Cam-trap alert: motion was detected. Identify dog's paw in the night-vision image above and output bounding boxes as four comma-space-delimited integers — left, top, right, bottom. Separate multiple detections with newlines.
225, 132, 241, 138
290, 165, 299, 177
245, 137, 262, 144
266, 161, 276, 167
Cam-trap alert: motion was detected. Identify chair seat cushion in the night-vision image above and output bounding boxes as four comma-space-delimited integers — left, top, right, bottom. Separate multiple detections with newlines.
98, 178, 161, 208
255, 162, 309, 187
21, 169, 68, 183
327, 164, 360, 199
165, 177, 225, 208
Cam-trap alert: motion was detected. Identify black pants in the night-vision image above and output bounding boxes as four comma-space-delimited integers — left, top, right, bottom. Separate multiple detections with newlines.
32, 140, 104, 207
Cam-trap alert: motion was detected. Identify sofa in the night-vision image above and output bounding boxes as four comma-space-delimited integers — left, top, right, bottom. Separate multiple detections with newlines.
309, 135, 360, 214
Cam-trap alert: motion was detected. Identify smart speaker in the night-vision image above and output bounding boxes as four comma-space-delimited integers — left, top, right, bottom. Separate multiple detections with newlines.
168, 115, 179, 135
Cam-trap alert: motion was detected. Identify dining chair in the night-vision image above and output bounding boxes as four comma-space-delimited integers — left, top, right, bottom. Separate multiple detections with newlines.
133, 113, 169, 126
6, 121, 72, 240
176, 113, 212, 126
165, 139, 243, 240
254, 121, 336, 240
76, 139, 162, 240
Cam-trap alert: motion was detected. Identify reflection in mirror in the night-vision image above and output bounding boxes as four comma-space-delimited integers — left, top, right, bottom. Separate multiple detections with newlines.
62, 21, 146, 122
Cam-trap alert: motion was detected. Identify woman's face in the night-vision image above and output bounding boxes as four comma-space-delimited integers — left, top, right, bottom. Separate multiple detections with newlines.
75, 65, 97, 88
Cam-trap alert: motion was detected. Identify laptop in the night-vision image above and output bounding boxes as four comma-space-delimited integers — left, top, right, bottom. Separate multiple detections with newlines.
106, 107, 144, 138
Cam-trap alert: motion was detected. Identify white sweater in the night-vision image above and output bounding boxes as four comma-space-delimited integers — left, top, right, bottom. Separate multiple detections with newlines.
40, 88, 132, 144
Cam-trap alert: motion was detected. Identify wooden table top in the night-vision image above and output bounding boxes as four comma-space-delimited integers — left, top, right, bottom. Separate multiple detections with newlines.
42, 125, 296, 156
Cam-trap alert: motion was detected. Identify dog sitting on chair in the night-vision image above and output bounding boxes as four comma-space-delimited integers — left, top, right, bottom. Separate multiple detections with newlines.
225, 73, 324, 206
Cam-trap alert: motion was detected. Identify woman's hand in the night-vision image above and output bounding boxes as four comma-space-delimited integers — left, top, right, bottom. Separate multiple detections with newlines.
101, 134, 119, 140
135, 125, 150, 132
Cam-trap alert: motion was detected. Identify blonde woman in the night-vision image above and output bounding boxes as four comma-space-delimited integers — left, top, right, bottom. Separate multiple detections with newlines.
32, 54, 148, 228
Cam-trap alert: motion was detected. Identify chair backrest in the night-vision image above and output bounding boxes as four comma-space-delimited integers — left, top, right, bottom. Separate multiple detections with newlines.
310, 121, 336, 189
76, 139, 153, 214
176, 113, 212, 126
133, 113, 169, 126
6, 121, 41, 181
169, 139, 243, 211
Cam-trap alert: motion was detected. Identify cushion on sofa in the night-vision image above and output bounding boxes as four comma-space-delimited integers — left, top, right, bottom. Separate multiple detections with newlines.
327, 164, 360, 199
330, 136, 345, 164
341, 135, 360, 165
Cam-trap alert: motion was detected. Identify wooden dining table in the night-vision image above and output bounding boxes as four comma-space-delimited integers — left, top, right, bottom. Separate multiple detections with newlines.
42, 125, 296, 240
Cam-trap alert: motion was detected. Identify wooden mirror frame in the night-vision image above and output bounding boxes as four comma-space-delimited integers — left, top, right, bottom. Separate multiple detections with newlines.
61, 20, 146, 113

•••

» **SHORT TASK**: Could you write out the whole listing above word for word, with every line unchanged?

» **EXERCISE OUTPUT**:
Cam-trap alert: motion was detected. Identify dog's paw in the night-vision image above and output bounding boxes as four comma-space-delimited integers — left, top, right, bottom. Separate multiple detections with newlines.
225, 132, 241, 138
290, 165, 299, 177
245, 137, 262, 144
266, 161, 276, 167
Cam-trap alert: motion was detected. Identify chair seat cushion in the night-vision image above and output bounding boxes as four comma-space-delimited integers — left, top, right, bottom. Separate multiple detections with newlines.
98, 178, 161, 208
255, 162, 309, 187
21, 169, 68, 183
327, 164, 360, 199
165, 177, 225, 208
Cam-trap alert: motion was detected. Identify black pants in the night-vision image above and output bounding boxes as four comma-space-delimited integers — left, top, right, bottom. Separate multiple detections with newlines.
32, 140, 104, 207
Cam-trap alert: motion was detected. Identify sofa in the night-vision image above and output bounding boxes as four comma-space-delimited integers — left, top, right, bottom. Separate multiple detections with newlines.
309, 135, 360, 214
Cam-trap alert: motion was detected. Identify smart speaker in the night-vision image above and output bounding boxes as four comma-space-delimited integers — left, top, right, bottom. Separate multiple detections with newlines.
168, 115, 179, 135
Cam-trap alert: motion was detected. Identify dining chair in the night-vision image above and output bounding boxes as four comma-space-delimited integers — left, top, right, bottom. Separate multiple detections with newlines.
133, 113, 169, 126
6, 121, 72, 240
176, 113, 212, 126
165, 139, 243, 240
254, 121, 336, 240
76, 139, 162, 240
Cam-trap alert: motion was detected. Identify reflection in mirror in the night-vision image above and output bounding boxes as four comma-space-delimited integers — left, top, right, bottom. Separate multiple detections with newlines.
62, 21, 146, 122
Cam-trap alert: motion was detected. Identify woman's face in the night-vision image above and output bounding boxes as four comma-space-delimited integers — left, top, right, bottom. Separate multiple detections with newlines.
75, 65, 97, 88
Cam-trap alert: motion was detected. Identify laptop in the night-vision image above and output bounding boxes as four comma-space-delimited integers — left, top, right, bottom. Separate multiple detections with newlines.
106, 107, 144, 138
Cam-trap alert: motion was detected. Identify white sweater in the night-vision image above and output bounding boxes as four comma-space-delimited integers — left, top, right, bottom. Separate multiple detections with newlines.
40, 88, 132, 144
Cam-trap alert: motion was detected. Identify wooden table top in the night-vision image above and output bounding boxes as four comma-space-delimited integers — left, top, right, bottom. Separate multiple detections with newlines.
42, 125, 296, 156
Cam-trap alert: motion was detected. Identify dog sitting on chair in the night-vision image above and output bounding boxes as four comma-space-delimited integers — left, top, right, bottom. Separate multiple detections with newlines.
225, 73, 324, 206
Cam-trap alert: motion was detected. Identify woman's hand in the night-vision image above and output bounding boxes as four comma-space-delimited integers — left, top, right, bottom. Separate multiple detections with newlines.
101, 134, 119, 140
135, 125, 150, 132
Cam-trap alert: motion was detected. Identify blonde woman in the night-vision image above and output bounding boxes as four comma-space-delimited integers — left, top, right, bottom. Separate multiple detections with newlines.
32, 54, 148, 228
Cam-trap alert: motion was detected. Identify chair backrest in the night-vision image above and output bounding boxes as four comma-space-delimited integers — left, top, right, bottom. Separate multiple detections with newlines.
310, 121, 336, 189
76, 139, 153, 214
176, 113, 212, 126
133, 113, 169, 126
6, 121, 41, 181
169, 139, 243, 211
Cam-trap alert: motion was detected. Identify cushion on sofa in the night-vision image above and output bounding boxes as four comma-space-delimited integers — left, top, right, bottom. Separate multiple detections with newlines.
327, 164, 360, 199
330, 136, 345, 164
341, 135, 360, 165
Cam-trap alert: motion was detected. Identify wooden dining table in the night-vision image above and output bounding boxes as four comma-space-delimited integers — left, top, right, bottom. Separate multiple detections with newlines.
42, 125, 296, 240
Cam-trap alert: motion was detected. Identify wooden mirror frame in the night-vision image above and output bounding boxes as four comma-space-delimited integers — left, top, right, bottom. Separate multiple detections with newlines.
61, 20, 146, 113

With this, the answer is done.